Work request A:
Answer these questions from the profile of Michael Murphy, one answer per line:
(i) In what year did Murphy return to Big Sur?
(ii) At whose ashram in India did he spend nearly two years?
(iii) What does Murphy name as one of the center's basic ideas?
Work request B: Pick up the profile of Michael Murphy after its final sentence and carry it forward.

Michael Murphy is an author, intellectual and citizen-diplomat. He's also co-founder of California's Esalen Institute, which is widely regarded as the birthplace of the Human Potential Movement. VOA's Adam Phillips has a profile.

Michael Murphy had a passing acquaintance with Big Sur, California, the rugged area of Pacific coastline where, during his childhood, his family had owned some land with hot-spring mineral baths. But it was not until 1962, in his early 30s, that Murphy returned to Big Sur. He had completed nearly two years in India at the ashram of the Hindu philosopher, Sri Aurobindo. On fire with the idea of marrying Eastern and Western thought, Murphy drew up plans to open a holistic, mind-body center that he called Esalen.

"One of our basic ideas was the education of the whole person," Murphy says. "I had a particular interest in the body's role in personal development alongside spiritual development, emotional development, and intellectual development. The sky is the limit."

Extracted data:

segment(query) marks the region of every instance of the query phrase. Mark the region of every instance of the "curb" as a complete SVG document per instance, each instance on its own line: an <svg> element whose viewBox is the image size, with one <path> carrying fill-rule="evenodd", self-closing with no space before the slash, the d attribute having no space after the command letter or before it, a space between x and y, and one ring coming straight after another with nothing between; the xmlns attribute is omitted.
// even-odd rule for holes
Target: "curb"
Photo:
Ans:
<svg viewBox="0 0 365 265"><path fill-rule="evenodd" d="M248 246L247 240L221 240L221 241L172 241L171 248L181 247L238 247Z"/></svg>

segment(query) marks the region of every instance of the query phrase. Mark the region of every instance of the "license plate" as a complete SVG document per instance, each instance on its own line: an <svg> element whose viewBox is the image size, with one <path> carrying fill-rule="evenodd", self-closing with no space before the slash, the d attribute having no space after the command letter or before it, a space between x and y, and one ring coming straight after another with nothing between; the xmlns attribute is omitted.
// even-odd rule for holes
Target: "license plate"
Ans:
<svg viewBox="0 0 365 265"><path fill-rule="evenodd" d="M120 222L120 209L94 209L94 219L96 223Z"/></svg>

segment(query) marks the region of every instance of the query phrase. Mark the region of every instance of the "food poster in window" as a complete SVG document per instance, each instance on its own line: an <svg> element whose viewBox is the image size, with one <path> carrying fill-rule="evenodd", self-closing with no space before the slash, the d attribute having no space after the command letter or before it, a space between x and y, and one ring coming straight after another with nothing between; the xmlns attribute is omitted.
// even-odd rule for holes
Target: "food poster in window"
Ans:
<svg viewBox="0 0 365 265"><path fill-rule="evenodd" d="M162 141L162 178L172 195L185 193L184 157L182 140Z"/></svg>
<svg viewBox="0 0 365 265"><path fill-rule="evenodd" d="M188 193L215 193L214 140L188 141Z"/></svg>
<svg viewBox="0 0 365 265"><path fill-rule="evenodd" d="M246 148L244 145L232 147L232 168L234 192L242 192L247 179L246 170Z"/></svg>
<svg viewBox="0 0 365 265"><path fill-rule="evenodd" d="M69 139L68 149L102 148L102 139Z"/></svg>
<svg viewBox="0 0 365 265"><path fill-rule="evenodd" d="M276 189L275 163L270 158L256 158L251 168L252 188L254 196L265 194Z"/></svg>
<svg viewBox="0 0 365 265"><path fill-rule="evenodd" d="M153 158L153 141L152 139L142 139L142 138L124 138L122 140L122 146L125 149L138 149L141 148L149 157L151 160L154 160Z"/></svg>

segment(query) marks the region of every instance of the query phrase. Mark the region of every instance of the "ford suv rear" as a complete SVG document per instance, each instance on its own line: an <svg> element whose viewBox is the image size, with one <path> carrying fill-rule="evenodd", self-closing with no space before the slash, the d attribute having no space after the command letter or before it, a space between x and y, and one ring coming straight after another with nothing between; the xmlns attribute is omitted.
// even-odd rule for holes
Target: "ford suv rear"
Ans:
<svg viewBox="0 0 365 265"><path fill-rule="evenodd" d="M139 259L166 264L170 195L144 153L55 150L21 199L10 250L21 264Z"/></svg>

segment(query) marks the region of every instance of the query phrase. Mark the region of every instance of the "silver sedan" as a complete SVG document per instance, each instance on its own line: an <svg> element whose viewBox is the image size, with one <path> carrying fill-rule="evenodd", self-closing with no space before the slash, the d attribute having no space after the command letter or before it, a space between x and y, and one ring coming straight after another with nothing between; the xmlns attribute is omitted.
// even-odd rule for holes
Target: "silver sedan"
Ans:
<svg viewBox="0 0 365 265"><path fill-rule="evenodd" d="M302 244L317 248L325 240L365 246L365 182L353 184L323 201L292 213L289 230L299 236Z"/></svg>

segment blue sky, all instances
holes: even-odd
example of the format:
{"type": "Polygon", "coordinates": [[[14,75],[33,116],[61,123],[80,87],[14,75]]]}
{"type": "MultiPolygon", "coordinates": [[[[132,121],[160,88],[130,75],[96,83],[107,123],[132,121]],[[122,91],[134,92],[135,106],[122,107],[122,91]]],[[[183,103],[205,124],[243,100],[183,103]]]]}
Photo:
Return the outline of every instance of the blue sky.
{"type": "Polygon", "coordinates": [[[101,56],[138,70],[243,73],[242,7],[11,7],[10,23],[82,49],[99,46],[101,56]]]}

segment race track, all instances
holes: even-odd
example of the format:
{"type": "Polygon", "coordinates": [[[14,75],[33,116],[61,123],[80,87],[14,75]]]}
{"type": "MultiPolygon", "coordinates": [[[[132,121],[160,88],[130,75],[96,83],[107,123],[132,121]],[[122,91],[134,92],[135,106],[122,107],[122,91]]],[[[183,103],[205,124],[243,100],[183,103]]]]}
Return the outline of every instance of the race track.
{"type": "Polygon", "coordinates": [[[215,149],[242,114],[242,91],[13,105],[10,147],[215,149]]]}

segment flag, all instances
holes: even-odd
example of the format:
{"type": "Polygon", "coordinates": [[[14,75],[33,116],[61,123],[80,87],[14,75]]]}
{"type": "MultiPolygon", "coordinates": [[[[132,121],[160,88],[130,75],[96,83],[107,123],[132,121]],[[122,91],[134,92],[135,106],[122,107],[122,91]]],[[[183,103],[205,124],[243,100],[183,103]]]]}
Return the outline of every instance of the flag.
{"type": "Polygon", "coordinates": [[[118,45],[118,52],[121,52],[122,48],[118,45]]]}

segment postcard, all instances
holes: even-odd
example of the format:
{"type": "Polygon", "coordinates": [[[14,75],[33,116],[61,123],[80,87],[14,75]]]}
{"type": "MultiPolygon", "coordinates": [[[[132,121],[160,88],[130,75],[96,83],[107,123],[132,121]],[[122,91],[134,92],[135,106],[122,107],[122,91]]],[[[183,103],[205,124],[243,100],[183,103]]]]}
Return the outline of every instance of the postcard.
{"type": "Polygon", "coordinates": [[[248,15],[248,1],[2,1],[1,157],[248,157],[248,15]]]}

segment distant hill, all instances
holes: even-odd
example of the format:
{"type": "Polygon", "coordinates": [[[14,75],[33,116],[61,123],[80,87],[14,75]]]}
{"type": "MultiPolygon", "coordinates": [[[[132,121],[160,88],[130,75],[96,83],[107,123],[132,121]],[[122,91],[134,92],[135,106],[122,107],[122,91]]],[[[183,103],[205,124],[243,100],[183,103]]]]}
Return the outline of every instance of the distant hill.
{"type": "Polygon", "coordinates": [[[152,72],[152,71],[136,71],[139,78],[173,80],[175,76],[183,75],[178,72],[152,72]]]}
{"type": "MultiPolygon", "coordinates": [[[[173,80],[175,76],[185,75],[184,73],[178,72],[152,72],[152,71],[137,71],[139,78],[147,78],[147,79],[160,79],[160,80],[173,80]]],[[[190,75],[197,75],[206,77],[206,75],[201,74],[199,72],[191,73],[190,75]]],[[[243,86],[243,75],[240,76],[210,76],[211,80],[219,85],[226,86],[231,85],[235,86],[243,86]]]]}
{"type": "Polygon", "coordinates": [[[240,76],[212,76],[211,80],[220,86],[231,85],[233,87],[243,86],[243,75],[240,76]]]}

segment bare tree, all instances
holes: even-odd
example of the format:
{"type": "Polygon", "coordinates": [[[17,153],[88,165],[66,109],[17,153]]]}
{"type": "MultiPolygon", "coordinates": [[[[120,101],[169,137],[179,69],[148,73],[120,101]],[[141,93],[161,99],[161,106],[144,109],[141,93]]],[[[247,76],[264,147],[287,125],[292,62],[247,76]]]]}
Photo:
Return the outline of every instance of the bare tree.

Exercise response A:
(i) 1962
(ii) The Hindu philosopher Sri Aurobindo
(iii) The education of the whole person

Exercise response B:
Murphy says Esalen attracted all sorts of people. Early luminaries included the British author and psychedelics pioneer Aldous Huxley; Fritz Perls, a leading founder of Gestalt therapy; psychologist Abraham Maslow; the theologian Paul Tillich; the visionary designer and engineer Buckminster Fuller; mythologist Joseph Campbell, and Ida Rolf, who had developed a new form of deep-tissue massage that aimed to integrate mind and body, and Murphy says, helps the body "to become more flexible to open up to life."

Flexible and open to life might also describe the so-called human potential movement, which essentially began at Esalen. Esalen President and CEO Gordon Wheeler, Murphy's friend and colleague for over 30 years, explains that the Human Potential movement has many definitions.

"The criterion here is ? is it a discipline, an exploration, a topic that fosters the integral development of human potential? If so, bring it on, try it out, see if it passes muster," Wheeler says. He notes that Esalen is "not going to be attached ahead of time to one particular [belief system]."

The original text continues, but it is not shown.